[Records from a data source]
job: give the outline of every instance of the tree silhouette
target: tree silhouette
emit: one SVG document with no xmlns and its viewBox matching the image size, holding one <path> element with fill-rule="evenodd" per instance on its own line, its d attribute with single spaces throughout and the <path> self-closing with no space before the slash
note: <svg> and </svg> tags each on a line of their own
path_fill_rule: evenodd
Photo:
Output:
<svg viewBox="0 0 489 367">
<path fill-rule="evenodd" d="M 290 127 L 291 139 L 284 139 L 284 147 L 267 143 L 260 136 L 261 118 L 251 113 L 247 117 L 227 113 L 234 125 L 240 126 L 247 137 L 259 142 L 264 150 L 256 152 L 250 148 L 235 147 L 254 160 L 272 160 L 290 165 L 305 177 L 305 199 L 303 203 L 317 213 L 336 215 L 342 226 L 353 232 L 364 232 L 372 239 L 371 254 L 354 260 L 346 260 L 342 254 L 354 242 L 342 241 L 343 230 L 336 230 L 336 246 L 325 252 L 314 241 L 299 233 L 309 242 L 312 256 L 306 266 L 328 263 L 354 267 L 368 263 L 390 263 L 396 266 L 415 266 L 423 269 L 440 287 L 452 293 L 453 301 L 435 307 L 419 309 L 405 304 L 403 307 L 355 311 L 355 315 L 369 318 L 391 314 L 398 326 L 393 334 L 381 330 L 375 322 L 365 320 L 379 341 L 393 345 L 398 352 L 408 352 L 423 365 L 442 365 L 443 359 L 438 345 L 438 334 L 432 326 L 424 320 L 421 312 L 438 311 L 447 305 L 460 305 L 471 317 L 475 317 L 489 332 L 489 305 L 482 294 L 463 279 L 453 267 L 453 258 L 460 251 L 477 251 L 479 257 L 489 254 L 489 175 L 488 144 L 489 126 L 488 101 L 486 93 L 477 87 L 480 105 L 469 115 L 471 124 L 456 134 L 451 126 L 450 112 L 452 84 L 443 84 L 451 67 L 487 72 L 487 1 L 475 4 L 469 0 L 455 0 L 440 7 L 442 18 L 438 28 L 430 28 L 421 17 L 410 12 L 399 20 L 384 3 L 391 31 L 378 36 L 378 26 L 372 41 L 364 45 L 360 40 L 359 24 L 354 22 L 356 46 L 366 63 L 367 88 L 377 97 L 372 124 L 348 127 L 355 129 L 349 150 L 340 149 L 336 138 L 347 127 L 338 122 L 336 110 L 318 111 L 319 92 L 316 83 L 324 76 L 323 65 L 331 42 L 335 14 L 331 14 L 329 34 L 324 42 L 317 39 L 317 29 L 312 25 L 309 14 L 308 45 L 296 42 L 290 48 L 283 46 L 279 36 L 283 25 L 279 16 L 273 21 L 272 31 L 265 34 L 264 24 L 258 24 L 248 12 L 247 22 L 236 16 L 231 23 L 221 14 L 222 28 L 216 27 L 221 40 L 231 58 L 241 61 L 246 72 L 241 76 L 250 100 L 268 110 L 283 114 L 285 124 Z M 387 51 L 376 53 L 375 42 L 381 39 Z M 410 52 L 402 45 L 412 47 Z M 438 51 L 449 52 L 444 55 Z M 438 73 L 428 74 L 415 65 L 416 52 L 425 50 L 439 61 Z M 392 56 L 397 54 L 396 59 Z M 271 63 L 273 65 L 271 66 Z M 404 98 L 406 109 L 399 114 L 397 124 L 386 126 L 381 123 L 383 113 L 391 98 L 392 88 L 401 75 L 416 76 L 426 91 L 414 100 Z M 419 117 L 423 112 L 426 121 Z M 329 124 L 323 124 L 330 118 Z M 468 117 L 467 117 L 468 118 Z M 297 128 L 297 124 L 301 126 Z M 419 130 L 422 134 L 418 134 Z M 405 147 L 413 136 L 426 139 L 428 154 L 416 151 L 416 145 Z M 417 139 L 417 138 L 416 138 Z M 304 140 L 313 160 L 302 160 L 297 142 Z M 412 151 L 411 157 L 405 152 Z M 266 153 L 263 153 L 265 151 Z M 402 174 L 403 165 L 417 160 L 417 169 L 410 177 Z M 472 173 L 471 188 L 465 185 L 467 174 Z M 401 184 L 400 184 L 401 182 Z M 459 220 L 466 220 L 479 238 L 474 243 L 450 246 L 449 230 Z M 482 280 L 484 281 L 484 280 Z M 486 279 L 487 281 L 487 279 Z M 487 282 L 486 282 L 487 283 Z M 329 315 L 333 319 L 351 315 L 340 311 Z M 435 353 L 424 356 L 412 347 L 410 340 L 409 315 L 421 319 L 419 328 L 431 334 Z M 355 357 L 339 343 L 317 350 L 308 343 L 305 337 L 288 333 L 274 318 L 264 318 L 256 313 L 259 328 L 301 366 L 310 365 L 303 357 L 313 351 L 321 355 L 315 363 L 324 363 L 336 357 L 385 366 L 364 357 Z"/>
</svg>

▶ **CHALLENGE**: Give the lines from the start of the records through the line containing "emit: one SVG", inclusive, as a Markdown table with the columns Row and Line, leaving out blank lines.

▶ **RESULT OF THE EXERCISE**:
| Row | Line |
|---|---|
| 1 | job: give the outline of every instance of the tree silhouette |
| 2 | target: tree silhouette |
| 3 | emit: one SVG document with no xmlns and its viewBox matching the image size, holding one <path> element with fill-rule="evenodd" per instance on its own line, its d attribute with single spaces throughout and the <path> self-closing with no space before the slash |